*EXERCISE AIM*:
Gather each line in the material below that contains the string "shirt", and copy every such line in full.

[Excerpts from a location annotation dataset]
****************

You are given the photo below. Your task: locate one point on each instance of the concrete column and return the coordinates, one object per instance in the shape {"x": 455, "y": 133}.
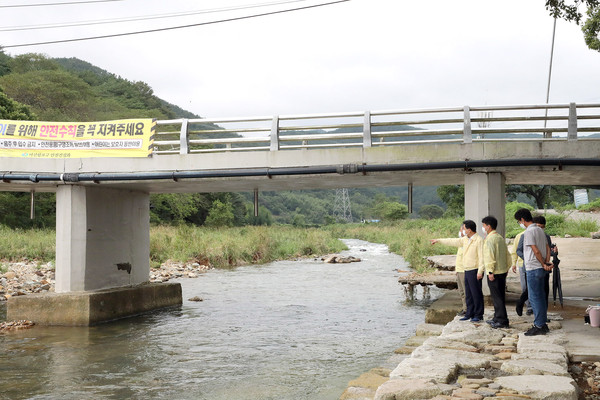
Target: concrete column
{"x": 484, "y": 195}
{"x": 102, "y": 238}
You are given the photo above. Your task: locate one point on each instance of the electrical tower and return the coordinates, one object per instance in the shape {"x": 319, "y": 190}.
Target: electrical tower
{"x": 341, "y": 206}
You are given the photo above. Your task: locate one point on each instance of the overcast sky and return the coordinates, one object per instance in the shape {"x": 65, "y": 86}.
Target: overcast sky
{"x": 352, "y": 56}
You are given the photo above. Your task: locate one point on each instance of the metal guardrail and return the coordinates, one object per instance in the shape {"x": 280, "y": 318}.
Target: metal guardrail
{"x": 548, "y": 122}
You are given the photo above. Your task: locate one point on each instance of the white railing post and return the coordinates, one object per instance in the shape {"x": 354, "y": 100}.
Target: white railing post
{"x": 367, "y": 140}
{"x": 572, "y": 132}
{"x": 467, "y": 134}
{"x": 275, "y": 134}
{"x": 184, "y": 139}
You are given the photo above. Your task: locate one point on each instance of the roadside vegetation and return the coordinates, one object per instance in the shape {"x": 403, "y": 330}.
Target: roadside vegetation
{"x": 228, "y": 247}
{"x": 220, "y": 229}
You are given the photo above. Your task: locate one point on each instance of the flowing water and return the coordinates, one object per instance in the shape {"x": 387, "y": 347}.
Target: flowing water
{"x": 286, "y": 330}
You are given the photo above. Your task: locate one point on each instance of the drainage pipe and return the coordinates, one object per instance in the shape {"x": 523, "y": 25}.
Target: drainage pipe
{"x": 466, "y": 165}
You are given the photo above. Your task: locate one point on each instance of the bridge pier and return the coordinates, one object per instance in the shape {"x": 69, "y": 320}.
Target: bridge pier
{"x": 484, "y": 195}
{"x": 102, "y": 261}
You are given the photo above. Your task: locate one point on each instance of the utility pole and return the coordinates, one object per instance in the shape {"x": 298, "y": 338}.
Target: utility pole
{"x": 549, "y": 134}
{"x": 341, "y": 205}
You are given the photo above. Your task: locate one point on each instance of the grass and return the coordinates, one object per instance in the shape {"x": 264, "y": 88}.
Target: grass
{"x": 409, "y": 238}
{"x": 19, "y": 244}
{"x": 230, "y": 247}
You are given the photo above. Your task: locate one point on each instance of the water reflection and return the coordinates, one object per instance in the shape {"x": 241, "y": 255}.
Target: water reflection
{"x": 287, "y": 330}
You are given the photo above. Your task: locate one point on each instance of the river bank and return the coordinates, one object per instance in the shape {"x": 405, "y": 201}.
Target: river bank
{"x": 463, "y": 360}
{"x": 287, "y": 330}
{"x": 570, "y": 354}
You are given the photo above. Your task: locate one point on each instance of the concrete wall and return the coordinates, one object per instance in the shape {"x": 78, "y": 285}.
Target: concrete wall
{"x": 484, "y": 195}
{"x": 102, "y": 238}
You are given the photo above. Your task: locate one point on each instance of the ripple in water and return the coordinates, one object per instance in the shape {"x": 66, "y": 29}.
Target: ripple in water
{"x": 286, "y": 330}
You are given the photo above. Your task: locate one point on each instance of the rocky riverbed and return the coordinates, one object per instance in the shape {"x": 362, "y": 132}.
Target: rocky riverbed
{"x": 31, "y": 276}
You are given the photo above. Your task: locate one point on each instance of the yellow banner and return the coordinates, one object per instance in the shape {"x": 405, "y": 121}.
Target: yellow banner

****************

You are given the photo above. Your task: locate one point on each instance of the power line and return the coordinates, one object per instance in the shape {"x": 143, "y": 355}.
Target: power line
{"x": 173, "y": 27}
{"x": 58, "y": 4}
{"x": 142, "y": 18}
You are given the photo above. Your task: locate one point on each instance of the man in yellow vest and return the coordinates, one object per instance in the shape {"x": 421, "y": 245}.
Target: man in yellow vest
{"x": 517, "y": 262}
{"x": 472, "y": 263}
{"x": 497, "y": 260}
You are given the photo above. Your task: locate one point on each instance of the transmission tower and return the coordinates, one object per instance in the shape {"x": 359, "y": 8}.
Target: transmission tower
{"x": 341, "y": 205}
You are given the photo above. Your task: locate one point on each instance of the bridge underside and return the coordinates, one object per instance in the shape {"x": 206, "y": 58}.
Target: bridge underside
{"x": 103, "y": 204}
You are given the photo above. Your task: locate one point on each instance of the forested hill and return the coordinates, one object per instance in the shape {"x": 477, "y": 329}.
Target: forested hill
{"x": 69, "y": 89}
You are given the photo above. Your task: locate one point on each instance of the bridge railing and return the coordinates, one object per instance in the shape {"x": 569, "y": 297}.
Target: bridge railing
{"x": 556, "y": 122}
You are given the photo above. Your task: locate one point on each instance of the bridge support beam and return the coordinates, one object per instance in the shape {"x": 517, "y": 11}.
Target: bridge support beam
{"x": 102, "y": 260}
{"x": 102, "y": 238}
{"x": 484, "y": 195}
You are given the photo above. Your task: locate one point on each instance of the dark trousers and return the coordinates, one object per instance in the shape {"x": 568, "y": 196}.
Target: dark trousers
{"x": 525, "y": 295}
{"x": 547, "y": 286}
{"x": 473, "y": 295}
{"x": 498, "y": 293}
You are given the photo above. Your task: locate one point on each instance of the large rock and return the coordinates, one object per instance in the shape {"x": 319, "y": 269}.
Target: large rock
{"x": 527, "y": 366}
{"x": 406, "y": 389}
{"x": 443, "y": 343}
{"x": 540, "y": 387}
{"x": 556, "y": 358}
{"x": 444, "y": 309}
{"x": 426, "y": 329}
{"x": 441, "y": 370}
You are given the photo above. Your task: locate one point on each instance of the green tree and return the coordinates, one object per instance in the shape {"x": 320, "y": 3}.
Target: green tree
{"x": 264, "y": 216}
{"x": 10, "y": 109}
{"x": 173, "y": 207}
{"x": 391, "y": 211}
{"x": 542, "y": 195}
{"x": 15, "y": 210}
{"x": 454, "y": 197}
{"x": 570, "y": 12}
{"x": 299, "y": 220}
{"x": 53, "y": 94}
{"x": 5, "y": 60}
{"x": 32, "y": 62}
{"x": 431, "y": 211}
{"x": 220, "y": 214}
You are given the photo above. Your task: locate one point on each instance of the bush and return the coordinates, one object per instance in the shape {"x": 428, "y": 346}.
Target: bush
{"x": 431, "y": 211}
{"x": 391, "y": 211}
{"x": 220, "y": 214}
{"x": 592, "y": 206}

****************

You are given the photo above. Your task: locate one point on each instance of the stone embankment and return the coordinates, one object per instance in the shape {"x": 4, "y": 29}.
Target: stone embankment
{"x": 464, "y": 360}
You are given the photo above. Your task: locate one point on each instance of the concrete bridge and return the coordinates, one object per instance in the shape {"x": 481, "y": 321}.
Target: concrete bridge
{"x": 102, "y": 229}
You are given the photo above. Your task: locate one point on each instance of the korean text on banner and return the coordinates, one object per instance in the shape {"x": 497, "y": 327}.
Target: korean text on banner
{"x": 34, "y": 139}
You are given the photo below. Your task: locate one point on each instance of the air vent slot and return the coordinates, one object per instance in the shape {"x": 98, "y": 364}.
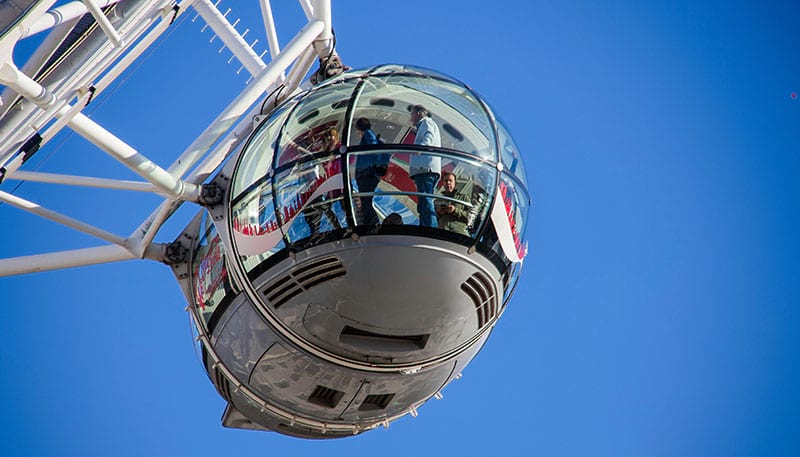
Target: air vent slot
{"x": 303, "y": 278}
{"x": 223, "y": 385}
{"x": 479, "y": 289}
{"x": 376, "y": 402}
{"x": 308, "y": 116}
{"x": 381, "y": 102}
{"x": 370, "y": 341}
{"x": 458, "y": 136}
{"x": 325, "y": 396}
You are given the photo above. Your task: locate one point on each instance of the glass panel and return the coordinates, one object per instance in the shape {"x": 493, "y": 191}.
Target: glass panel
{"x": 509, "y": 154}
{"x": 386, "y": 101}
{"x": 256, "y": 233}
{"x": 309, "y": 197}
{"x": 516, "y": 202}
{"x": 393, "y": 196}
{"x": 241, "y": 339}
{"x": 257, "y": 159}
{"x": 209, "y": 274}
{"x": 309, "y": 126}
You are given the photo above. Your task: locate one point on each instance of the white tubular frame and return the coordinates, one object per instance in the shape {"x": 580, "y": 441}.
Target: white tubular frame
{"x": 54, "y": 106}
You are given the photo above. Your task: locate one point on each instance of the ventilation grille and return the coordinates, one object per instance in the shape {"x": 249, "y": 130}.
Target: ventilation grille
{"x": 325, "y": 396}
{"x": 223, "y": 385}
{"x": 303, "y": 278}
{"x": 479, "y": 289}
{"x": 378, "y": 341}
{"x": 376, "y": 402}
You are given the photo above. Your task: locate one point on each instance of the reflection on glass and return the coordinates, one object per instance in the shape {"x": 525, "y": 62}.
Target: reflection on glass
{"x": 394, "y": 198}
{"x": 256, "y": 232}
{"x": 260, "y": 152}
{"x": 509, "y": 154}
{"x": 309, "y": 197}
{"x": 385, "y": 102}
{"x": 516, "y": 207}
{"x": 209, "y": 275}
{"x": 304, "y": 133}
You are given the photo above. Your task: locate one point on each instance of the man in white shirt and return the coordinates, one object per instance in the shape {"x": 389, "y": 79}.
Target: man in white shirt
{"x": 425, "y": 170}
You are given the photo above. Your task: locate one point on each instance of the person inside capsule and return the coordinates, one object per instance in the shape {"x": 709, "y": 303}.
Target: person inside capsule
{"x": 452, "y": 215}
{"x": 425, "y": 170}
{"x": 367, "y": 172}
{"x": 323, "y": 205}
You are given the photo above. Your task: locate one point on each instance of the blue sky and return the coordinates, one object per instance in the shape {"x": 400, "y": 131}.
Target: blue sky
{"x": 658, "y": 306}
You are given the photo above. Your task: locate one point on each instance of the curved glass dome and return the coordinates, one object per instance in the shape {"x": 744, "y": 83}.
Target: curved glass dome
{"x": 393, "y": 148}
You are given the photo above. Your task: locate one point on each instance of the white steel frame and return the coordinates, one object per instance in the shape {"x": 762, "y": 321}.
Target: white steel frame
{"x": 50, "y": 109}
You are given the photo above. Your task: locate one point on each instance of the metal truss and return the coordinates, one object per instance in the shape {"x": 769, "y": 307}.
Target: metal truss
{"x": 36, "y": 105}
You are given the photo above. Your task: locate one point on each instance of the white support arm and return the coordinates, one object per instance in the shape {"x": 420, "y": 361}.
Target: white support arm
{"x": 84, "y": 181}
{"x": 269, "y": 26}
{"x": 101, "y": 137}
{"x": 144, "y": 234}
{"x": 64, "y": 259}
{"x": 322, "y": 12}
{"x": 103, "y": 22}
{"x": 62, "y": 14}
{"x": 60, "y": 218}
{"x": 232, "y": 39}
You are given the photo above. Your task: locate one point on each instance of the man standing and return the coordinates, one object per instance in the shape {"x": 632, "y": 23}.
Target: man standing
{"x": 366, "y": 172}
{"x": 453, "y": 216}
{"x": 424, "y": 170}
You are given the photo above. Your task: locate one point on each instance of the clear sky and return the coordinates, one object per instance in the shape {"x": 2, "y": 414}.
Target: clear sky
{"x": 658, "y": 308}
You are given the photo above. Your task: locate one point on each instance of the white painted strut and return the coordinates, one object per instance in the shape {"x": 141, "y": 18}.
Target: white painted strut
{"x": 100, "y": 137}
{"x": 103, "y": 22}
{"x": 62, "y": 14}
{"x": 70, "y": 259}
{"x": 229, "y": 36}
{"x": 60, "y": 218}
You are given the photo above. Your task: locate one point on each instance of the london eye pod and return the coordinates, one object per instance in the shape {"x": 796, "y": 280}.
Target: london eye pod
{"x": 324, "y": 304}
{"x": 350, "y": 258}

****************

*TASK RESPONSE*:
You are given the photo above. Your task: locate one point on each instance of the man in white shirt and return the coordinates, one object per instance in the shape {"x": 389, "y": 79}.
Target: man in white shirt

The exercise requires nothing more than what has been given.